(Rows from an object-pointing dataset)
.....
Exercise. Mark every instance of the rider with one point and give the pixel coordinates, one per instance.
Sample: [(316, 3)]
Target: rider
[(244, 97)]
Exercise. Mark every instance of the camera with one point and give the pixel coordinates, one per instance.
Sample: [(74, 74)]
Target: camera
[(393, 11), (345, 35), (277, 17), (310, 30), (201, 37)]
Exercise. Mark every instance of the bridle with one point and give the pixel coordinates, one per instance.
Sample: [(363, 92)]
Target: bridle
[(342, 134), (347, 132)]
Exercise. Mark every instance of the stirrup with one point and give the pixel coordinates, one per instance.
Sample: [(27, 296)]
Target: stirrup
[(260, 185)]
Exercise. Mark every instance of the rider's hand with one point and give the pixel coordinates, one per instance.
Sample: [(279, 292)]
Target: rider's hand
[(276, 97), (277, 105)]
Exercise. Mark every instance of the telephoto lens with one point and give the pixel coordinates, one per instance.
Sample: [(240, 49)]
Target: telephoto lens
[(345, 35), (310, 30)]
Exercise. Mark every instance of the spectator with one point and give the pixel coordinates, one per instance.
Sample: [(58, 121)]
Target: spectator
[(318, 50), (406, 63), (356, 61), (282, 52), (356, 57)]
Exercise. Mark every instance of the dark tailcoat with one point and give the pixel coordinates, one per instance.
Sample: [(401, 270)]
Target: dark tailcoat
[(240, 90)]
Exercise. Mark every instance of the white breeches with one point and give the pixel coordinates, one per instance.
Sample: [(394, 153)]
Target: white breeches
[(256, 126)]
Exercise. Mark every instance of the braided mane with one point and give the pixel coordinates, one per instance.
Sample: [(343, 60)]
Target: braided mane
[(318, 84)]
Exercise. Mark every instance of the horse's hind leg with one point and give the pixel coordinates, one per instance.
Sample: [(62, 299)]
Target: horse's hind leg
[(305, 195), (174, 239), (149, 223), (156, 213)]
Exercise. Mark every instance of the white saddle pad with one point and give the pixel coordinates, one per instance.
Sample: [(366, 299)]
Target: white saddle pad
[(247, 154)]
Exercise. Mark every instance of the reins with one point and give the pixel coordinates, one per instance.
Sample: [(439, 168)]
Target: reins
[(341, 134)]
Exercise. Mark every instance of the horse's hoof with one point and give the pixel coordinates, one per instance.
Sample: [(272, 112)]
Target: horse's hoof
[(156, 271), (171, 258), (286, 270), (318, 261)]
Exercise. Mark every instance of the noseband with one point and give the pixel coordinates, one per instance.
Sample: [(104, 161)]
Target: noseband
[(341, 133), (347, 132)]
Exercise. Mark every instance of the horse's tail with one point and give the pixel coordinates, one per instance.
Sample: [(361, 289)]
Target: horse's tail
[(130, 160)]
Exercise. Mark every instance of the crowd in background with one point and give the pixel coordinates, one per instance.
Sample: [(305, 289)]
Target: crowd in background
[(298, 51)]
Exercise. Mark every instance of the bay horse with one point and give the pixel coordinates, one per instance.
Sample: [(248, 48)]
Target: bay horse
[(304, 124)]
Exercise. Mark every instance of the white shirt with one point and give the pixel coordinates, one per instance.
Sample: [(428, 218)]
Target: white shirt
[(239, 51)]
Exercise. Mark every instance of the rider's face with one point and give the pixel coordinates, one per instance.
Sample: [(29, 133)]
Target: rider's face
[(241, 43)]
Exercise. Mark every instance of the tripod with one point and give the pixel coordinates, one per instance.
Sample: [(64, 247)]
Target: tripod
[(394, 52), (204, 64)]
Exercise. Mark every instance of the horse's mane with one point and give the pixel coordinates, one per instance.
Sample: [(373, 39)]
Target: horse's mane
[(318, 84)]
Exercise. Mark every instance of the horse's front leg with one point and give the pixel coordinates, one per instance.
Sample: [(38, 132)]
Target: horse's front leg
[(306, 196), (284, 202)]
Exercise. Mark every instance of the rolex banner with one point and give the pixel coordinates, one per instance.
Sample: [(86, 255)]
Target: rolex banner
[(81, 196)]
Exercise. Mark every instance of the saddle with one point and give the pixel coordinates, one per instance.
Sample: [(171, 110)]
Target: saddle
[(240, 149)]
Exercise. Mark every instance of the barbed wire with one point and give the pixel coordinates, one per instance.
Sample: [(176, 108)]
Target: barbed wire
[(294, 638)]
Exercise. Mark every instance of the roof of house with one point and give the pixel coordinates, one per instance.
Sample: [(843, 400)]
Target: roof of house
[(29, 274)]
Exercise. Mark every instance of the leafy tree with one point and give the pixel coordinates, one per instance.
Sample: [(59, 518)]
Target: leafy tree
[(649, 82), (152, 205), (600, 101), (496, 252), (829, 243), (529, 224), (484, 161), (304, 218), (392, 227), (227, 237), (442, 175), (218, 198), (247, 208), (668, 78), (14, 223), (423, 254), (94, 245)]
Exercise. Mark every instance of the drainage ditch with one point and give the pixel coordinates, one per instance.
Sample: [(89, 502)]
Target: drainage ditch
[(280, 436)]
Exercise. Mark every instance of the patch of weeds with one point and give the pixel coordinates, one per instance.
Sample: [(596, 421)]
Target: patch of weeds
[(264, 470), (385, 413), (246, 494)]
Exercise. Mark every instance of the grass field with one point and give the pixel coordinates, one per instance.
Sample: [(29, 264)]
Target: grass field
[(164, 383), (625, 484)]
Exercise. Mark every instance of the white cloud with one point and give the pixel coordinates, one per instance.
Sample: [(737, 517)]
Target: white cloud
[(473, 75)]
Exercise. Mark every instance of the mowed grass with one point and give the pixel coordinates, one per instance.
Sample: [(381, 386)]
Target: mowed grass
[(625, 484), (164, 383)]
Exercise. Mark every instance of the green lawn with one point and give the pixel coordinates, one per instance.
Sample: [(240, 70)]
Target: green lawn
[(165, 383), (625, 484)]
.....
__EXERCISE INSTRUCTIONS__: Can you write out all the lines above again, switching "Sample" to "Reference" everywhere it occurs and leaving everything else the same?

__RESPONSE TO THE EXERCISE__:
Exercise. Mark every instance of the rider with one point and give the pixel coordinates, one per instance.
Reference: [(316, 3)]
Target: rider
[(244, 97)]
Exercise. Mark every instance of the camera with one point and give the pixel coordinates, one per instance.
Reference: [(74, 74)]
Target: camera
[(393, 11), (345, 35), (277, 17), (310, 30), (201, 37)]
Exercise. Mark every instance of the bridle with one point and give the pixel coordinates, one per instance.
Reference: [(363, 92)]
Target: bridle
[(342, 134), (347, 132)]
Exercise. Mark every instance of the stirrup with one point and give the pixel coordinates, one per instance.
Reference: [(27, 296)]
Target: stirrup
[(260, 185)]
Exercise. Mark every instance of the rider's hand with one point and give the pixel coordinates, one per instance.
Reference: [(279, 292)]
Target: rider's hand
[(276, 97), (277, 105)]
Exercise. Mark every instance of the telephoto lens with one point and give the pixel coordinates, one per instance.
Reference: [(240, 49)]
Target: telephoto lens
[(345, 35), (310, 30)]
Exercise. Mark every instance of the spectator with one point and give the pixel coordinates, one per instance.
Reference: [(58, 121)]
Target: spectator
[(318, 50), (406, 63), (356, 61), (282, 52), (356, 57)]
Exercise. Mark every instance of the dark tailcoat with one point and give the pixel coordinates, one per instance.
Reference: [(401, 270)]
Target: dark tailcoat
[(240, 90)]
Exercise. Mark every instance of the white breeches with one point and give the pixel coordinates, one per instance.
Reference: [(394, 153)]
Target: white breeches
[(256, 126)]
Exercise. Mark every instance of the braided mane with one point and give the pixel coordinates, one per instance.
Reference: [(343, 60)]
Target: braided mane
[(318, 84)]
Exercise. Mark every instance of the horse's hind leg with one point and give the pixel coordinates, one per instance.
Reference: [(62, 299)]
Target: horse's hind leg
[(305, 195), (174, 239), (149, 223), (156, 213)]
Exercise. Mark every instance of the white saddle pad with one point and give the pixel coordinates, one per instance.
Reference: [(366, 299)]
Target: white saddle pad
[(247, 154)]
Exercise. Mark every instance of the reins with one point and give the pixel coordinates, one per instance.
Reference: [(439, 168)]
Target: reins
[(341, 134)]
Exercise. Mark every instance of the horse's hoof with one point and give the pixel coordinates, one per instance.
Reference: [(272, 112)]
Target: horse's hoof
[(156, 271), (171, 258), (286, 270), (318, 261)]
Exercise. Mark every instance of the noseband with one point and give the pixel coordinates, one per instance.
Reference: [(104, 161)]
Target: noseband
[(341, 133), (347, 132)]
Exercise. Mark every instance of the horse's tail with one point and give the pixel coordinates, one per instance.
Reference: [(361, 289)]
Target: horse's tail
[(130, 160)]
Exercise. Mark every instance of the crowd in background with one point and give the pixel coordinates, one per instance.
Reference: [(305, 289)]
Target: crowd in background
[(298, 51)]
Exercise. Mark every instance of the bay horse with one point and give the pixel coordinates, one per instance.
Reference: [(248, 48)]
Target: bay horse
[(304, 124)]
Exercise. Mark every instance of the white shirt with one point and give the pixel coordinates, one per instance.
Reference: [(428, 218)]
Target: white shirt
[(239, 51)]
Exercise. Mark every instance of the rider's face with one point and give the pixel coordinates, one per instance.
Reference: [(29, 133)]
Target: rider's face
[(241, 43)]
Exercise. Mark every instance of the tripod with one point and give the pixel coordinates, one per instance.
Reference: [(64, 247)]
Target: tripod
[(394, 52), (204, 64)]
Exercise. Mark every instance of the horse's mane with one point and give the pixel coordinates, one per instance.
Reference: [(373, 39)]
Target: horse's mane
[(318, 84)]
Exercise. Mark every instance of the horse's front leg with one point and give the pixel coordinates, one per instance.
Reference: [(38, 132)]
Target: horse's front leg
[(306, 196), (284, 202)]
Exercise. Mark every instance of the rolex banner with one point and give the pixel coordinates, one per instance.
Reference: [(86, 255)]
Target: rolex banner
[(81, 196)]
Exercise. Mark every instance of the saddle with one point and give the pixel coordinates, one per instance.
Reference: [(171, 110)]
Target: saddle
[(240, 149)]
Exercise. Mark every instance of the barbed wire with one point and give the pixel coordinates, one per instance.
Reference: [(176, 108)]
Target: barbed wire
[(294, 638)]
Exercise. Mark every instance of the roof of house with one point and give the pixel coordinates, one per instance.
Reference: [(843, 400)]
Target: roof of house
[(29, 274)]
Exercise. Mark every instance of the leafy tree with one point and give the pixel coordinates, one per instance.
Reference: [(59, 518)]
Target: leafy tree
[(649, 82), (152, 205), (600, 101), (496, 252), (829, 243), (529, 224), (484, 161), (304, 218), (392, 227), (227, 237), (442, 175), (218, 198), (247, 208), (668, 78), (14, 223), (423, 254), (94, 245)]
Exercise. Mark every instance of the drainage ditch with one point and give the pixel coordinates, one per instance.
Reference: [(89, 502)]
Target: drainage ditch
[(280, 436)]
Exercise. Mark every instance of the patch of weeds with one point and give the pixel coordinates, one per instance.
Reference: [(596, 421)]
Target: patch of weeds
[(264, 470), (385, 413), (246, 494)]
Exercise. Mark every instance of the grass field with one point and give the pixel coordinates, one per instance.
Reference: [(29, 264)]
Target: grass field
[(164, 383), (625, 484)]
Exercise. Mark every instance of the white cloud with one point and give the pixel coordinates, one per instance.
Reference: [(737, 517)]
Target: white cloud
[(473, 75)]
Exercise. Mark every instance of the mowed grass with one point and give the pixel coordinates, one per instance.
Reference: [(381, 386)]
Target: mowed grass
[(625, 484), (164, 383)]
Exercise. Mark every instance of the green lawn with one point and give the pixel coordinates, one per instance.
Reference: [(240, 70)]
Target: green lawn
[(165, 383), (625, 484)]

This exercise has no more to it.